CHALLENGE 1: List each row below that contains the word "jersey", copying every such row in full.

====== TEXT PROVIDED ======

Why do members of the public disagree – sharply and persistently – about facts on which expert scientists largely agree? We designed a study to test a distinctive explanation: the cultural cognition of scientific consensus. The “cultural cognition of risk” refers to the tendency of individuals to form risk perceptions that are congenial to their values. The study presents both correlational and experimental evidence confirming that cultural cognition shapes individuals’ beliefs about the existence of scientific consensus, and the process by which they form such beliefs, relating to climate change, the disposal of nuclear wastes, and the effect of permitting concealed possession of handguns. The implications of this dynamic for science communication and public policy-making are discussed.

(...) The cultural cognition thesis posits that individuals tend to form perceptions of risk that reflect and reinforce one or another idealized vision of how society should be organized. Building on the work of Mary Douglas and Aaron Wildavsky (1982), cultural cognition relates risk perceptions to worldviews, or preferences for modes of social ordering, that vary along two dimensions: hierarchy versus egalitarianism; and individualism versus communitarianism.

Thus, generally speaking, persons who subscribe to individualistic values tend to dismiss claims of environmental risks, because acceptance of such claims implies the need to regulate markets, commerce, and other outlets for individual strivings.

Persons with more egalitarian and communitarian values, in contrast, resent commerce and industry as forms of noxious self-seeking productive of unjust disparity, and thus readily accept that such activities are dangerous and worthy of regulation.... See more

Finally, like those who subscribe to an individualistic ethos, persons who subscribe to hierarchical values resist claims of environmental risk, which they perceive as subversive indictments of social and governmental elites.

Cultural cognition might be expected to shape beliefs about expert consensus through the interaction of values and the “availability heuristic. Imagine that when individuals consider an issue like climate change they perform what amounts to a mental survey of experts they have observed offering an opinion on this issue. The impact “scientific consensus” will have on their thinking will thus turn on how readily they can recall instances of experts taking positions one way or the other. The cultural cognition thesis predict that individuals will more readily recall instances of experts taking the position that is consistent with their cultural predisposition than ones taking positions inconsistent with it.

A cultural availability effect of this sort could result from the influence of other mechanisms of cultural cognition. To start, cultural cognition influences perceptions of credibility. Individuals more readily impute knowledge and trustworthiness to information sources whom they perceive as sharing their worldviews; indeed, they tend to disbelieve those whose worldviews they perceive as different from theirs. Accordingly, if the putative experts who share individuals values tend to take the position that matches individuals’ predispositions, and the putative experts who hold opposing values tend to take the position that contravenes individuals’ predispositions—as would happen if the putative experts are also subject to forces of cultural cognition—individuals of opposing outlooks will end up with different impressions of what “most” credible experts believe.

====== RECORDED INFORMATION ======

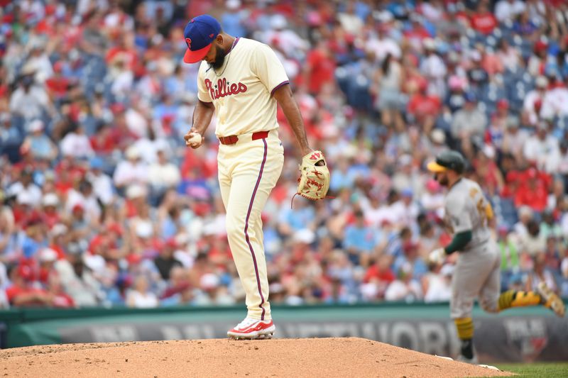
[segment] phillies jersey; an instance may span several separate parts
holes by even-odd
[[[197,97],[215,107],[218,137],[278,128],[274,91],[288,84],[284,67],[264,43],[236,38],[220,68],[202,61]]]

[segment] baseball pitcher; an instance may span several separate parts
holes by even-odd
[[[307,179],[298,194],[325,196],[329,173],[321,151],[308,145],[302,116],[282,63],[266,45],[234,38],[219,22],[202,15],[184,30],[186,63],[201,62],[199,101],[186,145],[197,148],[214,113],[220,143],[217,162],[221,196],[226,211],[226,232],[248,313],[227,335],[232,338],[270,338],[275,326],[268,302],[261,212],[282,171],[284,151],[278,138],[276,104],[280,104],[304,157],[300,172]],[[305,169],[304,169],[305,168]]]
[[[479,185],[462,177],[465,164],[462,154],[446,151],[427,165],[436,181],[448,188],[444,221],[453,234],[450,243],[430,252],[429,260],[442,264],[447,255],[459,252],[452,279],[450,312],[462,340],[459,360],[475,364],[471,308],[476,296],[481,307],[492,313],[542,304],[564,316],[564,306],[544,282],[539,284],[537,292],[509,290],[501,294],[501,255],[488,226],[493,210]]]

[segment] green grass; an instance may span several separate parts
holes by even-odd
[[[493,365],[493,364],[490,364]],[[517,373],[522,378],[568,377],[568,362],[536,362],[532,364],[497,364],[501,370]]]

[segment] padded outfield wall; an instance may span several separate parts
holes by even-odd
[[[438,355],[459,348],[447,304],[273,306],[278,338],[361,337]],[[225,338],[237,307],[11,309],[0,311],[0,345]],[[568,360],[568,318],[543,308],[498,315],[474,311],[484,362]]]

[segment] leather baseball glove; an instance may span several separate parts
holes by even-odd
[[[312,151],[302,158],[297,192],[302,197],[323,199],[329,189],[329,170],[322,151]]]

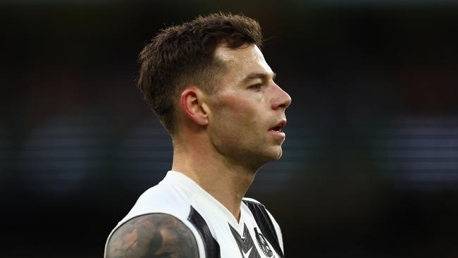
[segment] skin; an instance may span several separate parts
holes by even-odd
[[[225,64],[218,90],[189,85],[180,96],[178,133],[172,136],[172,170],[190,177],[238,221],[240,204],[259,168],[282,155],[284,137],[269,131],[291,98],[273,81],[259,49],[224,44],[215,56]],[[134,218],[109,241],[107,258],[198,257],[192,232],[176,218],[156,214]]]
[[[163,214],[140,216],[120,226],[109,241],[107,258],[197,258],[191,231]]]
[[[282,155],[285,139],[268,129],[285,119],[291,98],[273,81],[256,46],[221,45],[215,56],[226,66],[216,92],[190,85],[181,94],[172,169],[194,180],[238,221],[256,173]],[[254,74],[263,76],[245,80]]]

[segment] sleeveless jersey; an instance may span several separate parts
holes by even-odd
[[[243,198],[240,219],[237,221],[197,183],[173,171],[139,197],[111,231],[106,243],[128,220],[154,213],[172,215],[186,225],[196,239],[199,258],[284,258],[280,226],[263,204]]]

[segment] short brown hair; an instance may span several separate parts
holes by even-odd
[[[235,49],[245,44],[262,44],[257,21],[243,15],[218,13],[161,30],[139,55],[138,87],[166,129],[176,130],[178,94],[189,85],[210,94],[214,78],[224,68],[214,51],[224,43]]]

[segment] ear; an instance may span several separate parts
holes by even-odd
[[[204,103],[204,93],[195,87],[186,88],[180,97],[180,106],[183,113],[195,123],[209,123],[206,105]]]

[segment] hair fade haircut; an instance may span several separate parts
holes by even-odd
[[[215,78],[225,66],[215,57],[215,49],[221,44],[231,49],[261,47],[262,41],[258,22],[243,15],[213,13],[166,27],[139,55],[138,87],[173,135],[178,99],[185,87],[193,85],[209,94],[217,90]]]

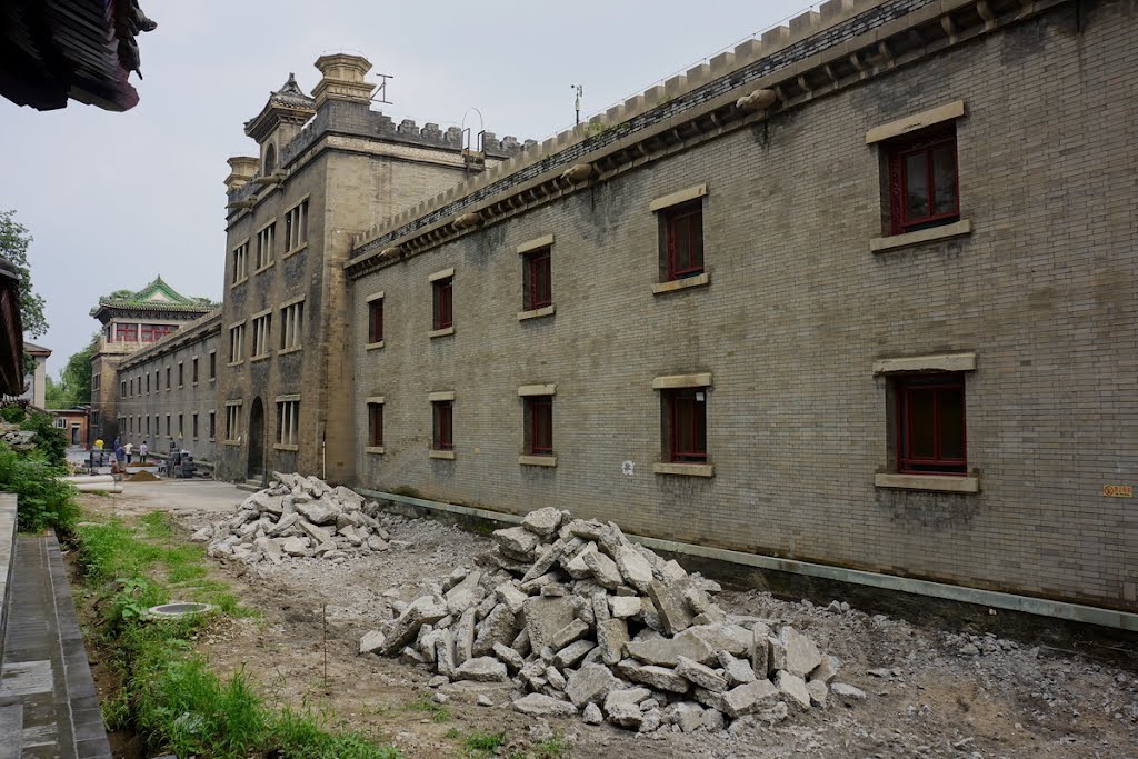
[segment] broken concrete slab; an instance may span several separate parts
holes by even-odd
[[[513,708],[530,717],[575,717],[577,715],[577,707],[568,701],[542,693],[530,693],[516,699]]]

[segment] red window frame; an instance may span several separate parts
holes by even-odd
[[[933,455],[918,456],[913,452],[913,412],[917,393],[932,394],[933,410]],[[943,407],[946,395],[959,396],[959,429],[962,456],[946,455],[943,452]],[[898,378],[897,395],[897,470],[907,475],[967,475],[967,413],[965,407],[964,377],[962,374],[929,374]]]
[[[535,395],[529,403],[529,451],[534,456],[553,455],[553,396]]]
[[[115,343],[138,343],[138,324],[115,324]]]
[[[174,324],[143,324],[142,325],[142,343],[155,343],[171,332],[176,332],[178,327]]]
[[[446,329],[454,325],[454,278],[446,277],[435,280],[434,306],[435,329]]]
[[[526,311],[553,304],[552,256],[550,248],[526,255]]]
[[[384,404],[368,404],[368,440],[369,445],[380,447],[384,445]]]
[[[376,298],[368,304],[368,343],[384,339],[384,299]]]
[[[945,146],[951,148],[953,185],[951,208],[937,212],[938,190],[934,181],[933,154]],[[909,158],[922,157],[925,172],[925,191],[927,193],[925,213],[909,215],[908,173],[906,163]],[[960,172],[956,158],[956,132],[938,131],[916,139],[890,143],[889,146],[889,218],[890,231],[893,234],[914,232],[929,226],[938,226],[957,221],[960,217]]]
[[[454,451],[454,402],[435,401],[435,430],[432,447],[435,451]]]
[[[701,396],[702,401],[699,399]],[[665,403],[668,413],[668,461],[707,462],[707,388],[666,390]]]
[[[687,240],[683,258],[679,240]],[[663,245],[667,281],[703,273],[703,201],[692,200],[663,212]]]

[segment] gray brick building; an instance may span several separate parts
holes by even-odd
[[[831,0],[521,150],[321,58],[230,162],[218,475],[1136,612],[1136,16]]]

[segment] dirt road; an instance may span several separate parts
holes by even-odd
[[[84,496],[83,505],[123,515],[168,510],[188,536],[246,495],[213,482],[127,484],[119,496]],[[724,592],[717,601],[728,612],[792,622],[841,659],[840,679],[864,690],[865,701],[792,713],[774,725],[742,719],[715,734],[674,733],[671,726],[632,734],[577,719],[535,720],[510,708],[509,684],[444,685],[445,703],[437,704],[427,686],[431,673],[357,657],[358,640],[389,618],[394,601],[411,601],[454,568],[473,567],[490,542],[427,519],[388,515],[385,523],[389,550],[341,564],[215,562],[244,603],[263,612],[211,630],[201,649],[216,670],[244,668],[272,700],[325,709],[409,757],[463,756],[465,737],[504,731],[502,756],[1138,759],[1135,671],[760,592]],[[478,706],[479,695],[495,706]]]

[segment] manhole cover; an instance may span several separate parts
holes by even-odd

======

CHALLENGE 2: Extend the passage above on the cultural cognition of scientific consensus, picking up after its last sentence.

RESPONSE 1:
[segment] phillies jersey; an instance may span several separate parts
[segment] sleeveless jersey; an instance may span several separate parts

RESPONSE 2:
Even if there is no discernable correlation between experts’ positions and those experts‘ perceived values, however, other mechanisms might cause individuals of opposing worldviews to form opposingly skewed mental inventories of expert opinion. For example, individuals tend to search out information congenial to their cultural predispositions. Accordingly, we might expect individuals to work harder to find expert opinion supportive of their existing, culturally informed perceptions of risk than they do to find expert opinion that challenges those perceptions.

Finally, even if biased searching is removed from the equation, biased assimilation could generate culturally valenced availability effects on perceptions of expert views. Confronted with a purported expert source, individuals must decide whether that source really does possess expertise before they can determine whether and how to update their mental inventory of expert positions. The same tendency individuals have to attend to information in a biased way that reinforces their priors could lead them to form biased assessments of the authority and knowledge of putative experts in a manner that fits their predispositions. This process, too, would lead individuals of opposing outlooks to arrive at radically different results when they conjure examples of “expert opinion” on particular issues.

On this account, then, what most scientists believe is simply another empirical fact no different from any other that bears on a disputed question of risk. As such, scientific consensus cannot be expected to counteract the polarizing effects of cultural cognition because apprehension of it will necessarily occur through the same social psychological mechanisms that shape individuals’ perceptions of every other manner of fact.
(...)


 
Richard, after quickly gleaning this article, I understand what they're saying and why they're saying it, and I don't disagree. Yes we should recognize the political and philosophical aspects of the general public, but they should really drill down on the sources, the governments, bureaucrats and bankers that fund practically all of the scientists and their true motivation and credibility relative to the issue(s) and especially their proposed solution. You know that anytime that suspect people aren't open and honest, I get suspicious.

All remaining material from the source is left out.